> **Task to carry out**: Give every line below again, exactly as it appears.

> **Supplied data**:
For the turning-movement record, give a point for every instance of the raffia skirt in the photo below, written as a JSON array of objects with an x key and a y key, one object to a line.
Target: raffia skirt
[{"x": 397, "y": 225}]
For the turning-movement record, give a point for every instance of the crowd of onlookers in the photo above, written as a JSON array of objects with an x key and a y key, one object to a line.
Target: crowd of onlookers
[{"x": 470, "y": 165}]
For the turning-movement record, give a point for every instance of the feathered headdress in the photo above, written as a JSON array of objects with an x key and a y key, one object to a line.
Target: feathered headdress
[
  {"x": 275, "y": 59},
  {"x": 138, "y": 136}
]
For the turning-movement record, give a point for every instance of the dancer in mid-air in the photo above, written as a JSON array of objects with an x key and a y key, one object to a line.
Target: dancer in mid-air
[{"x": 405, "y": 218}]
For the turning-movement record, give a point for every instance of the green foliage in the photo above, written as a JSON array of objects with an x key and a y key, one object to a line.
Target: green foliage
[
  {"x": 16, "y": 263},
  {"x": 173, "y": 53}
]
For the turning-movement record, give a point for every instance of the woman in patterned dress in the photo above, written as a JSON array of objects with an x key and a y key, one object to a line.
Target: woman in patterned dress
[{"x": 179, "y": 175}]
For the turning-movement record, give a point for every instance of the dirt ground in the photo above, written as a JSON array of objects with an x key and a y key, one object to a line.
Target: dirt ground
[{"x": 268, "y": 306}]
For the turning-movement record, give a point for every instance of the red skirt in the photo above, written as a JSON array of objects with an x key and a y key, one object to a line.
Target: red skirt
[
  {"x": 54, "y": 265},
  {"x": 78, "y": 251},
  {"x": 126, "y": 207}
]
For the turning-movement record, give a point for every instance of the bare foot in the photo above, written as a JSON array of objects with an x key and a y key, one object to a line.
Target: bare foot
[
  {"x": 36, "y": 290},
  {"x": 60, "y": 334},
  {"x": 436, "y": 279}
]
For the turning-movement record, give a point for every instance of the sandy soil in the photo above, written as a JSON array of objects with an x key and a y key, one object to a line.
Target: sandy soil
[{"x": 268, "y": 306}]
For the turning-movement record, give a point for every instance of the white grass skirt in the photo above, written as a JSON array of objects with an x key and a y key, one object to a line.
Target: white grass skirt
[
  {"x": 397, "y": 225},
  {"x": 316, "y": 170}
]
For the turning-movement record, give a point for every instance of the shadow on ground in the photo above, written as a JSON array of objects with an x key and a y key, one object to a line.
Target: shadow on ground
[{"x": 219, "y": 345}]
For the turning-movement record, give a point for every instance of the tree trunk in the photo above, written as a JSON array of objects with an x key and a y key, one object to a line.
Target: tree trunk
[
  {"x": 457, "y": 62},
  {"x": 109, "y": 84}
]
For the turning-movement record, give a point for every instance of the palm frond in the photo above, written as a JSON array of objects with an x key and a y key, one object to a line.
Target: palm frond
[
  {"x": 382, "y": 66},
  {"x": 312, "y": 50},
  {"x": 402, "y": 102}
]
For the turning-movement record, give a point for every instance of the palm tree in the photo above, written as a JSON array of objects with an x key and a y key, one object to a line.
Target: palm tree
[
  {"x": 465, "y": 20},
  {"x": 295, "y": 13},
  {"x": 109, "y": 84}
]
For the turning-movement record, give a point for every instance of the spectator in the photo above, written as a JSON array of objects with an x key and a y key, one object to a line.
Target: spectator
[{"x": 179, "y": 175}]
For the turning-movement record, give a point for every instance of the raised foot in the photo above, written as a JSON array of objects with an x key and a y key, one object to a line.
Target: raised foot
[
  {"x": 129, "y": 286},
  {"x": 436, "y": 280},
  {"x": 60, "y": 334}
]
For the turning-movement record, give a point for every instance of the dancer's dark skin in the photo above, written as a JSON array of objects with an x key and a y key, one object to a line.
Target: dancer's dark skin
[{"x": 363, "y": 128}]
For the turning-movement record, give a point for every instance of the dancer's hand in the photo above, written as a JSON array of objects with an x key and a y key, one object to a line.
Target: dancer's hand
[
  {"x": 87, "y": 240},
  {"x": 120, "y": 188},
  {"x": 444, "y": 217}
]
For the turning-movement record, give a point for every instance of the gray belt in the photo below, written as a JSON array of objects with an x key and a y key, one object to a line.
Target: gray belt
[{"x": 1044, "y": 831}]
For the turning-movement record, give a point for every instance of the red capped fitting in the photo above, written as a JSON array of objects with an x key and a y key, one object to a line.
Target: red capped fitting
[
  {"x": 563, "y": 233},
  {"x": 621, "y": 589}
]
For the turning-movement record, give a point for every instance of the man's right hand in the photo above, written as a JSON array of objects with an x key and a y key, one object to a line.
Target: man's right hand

> **Output for this exercise**:
For the turning-movement record, give a point for every instance of the raffia skirt in the photo below, written as a JSON array of objects with an x key and a y key, one object to a line.
Target: raffia skirt
[{"x": 397, "y": 225}]
For the turning-movement record, give a point for every instance of the crowd of onlookers in the photo above, written as a JSON array of objects with an x key and a y key, one object to a line.
Target: crowd of onlookers
[{"x": 470, "y": 165}]
For the turning-movement record, give a point for every instance of the feathered headdress in the photo above, written as a JSON array of objects with an x key and a y key, one object to a line.
Target: feathered headdress
[
  {"x": 275, "y": 59},
  {"x": 138, "y": 136}
]
For the turning-movement record, give a point for every instance of the dancer in mid-air in the photo above, written as a JSON array of objects with an x key and a y key, one object to a line.
Target: dancer in mid-air
[{"x": 405, "y": 218}]
For the turning-movement record, give a point for every instance of the green foliage in the photo above, written as a JSON array of objects with an x key and a y key, one object to a line.
Target: green foliage
[
  {"x": 16, "y": 263},
  {"x": 173, "y": 53}
]
For the turning-movement record, give a point for every instance of the woman in patterned dress in the photo above, written as a JSON array of objects with an x key and a y key, one object to a line.
Target: woman in patterned dress
[{"x": 179, "y": 175}]
For the turning-movement record, give a point for every instance of the dirt ground in the photo above, written as a JSON array of objects with an x key and a y key, one object to a line.
Target: dirt ground
[{"x": 268, "y": 306}]
For the turning-movement record, give a point for every instance of the red skirt in the photo above, written as a JSON array of objects with an x key and a y key, one object to a line.
Target: red skirt
[
  {"x": 54, "y": 265},
  {"x": 78, "y": 251},
  {"x": 126, "y": 207}
]
For the turning-movement record, give a point for every instance of the bare foot in the photo above, written as a JSON array of objects with an x key and a y key, one object to a line.
Target: bare foot
[
  {"x": 36, "y": 290},
  {"x": 60, "y": 334},
  {"x": 436, "y": 279}
]
For the turning-movement record, give a point for every instance of the sandy soil in the photo above, written as a JSON array of objects with an x key and a y key, one object to a line.
Target: sandy soil
[{"x": 268, "y": 306}]
For the turning-movement record, give a point for every instance of the white grass skirt in the photo above, written as a JSON array of objects with an x key and a y key, one object to a line.
Target: white grass skirt
[
  {"x": 397, "y": 225},
  {"x": 316, "y": 170}
]
For the turning-movement record, give a point for every instance of the shadow on ground in the photo above, written as a JSON array of objects with an x key and a y key, one object to a line.
Target: shadow on ground
[{"x": 219, "y": 345}]
For the turning-movement record, give a point for every instance of the tree trunk in the photo above, written as a JSON array of objects with an x key and a y key, one object to a line.
Target: tree trunk
[
  {"x": 457, "y": 62},
  {"x": 109, "y": 84}
]
For the turning-movement record, give a point for every instance of the palm frond in the photo above, written as a JSON array of objects with an x key and a y key, one object to a line.
Target: palm frond
[
  {"x": 382, "y": 66},
  {"x": 312, "y": 50},
  {"x": 402, "y": 102}
]
For the turning-movement record, give a point for every instance of the palm tree in the photo above, written as a JSON array of objects with an x key and a y key, one object to a line.
Target: palm tree
[
  {"x": 465, "y": 20},
  {"x": 295, "y": 13},
  {"x": 109, "y": 84}
]
For the turning-movement record, give a point for every instance of the spectator in the photo above, written as a JSON array of objects with an x key and a y key, one object to a line.
Target: spectator
[{"x": 179, "y": 175}]
For the turning-movement record, give a point for every instance of the raised foot in the photo above, written as a JSON array of objects with an x key and a y key, one object to a line.
Target: raised foot
[
  {"x": 129, "y": 286},
  {"x": 436, "y": 280},
  {"x": 60, "y": 334}
]
For the turning-movement record, give a point for every instance of the dancer's dark skin in the photo above, written as a JSON array of objects with an x key and a y key, one object to a line.
Target: dancer's dark skin
[{"x": 363, "y": 128}]
For the turning-movement record, give a point for every instance of the dancer's hand in the photo above, written as a JSON array of objects with an x key and a y key, one object to a line.
Target: dancer's hand
[
  {"x": 87, "y": 240},
  {"x": 120, "y": 188},
  {"x": 444, "y": 217}
]
For the turning-movement record, give a point for every instance of the gray belt in the photo below, written as a JSON array of objects with an x key and a y key, one object to a line.
Target: gray belt
[{"x": 1044, "y": 831}]
For the turning-movement record, give a point for every instance of the red capped fitting in the photo above, written as a JSON array of objects with an x key and a y key, one object to a line.
Target: red capped fitting
[
  {"x": 563, "y": 233},
  {"x": 621, "y": 589}
]
For the turning-movement record, give a point for every instance of the man's right hand in the photo above, written as a JSON array of objects with an x key and a y key, one object to a line.
Target: man's right hand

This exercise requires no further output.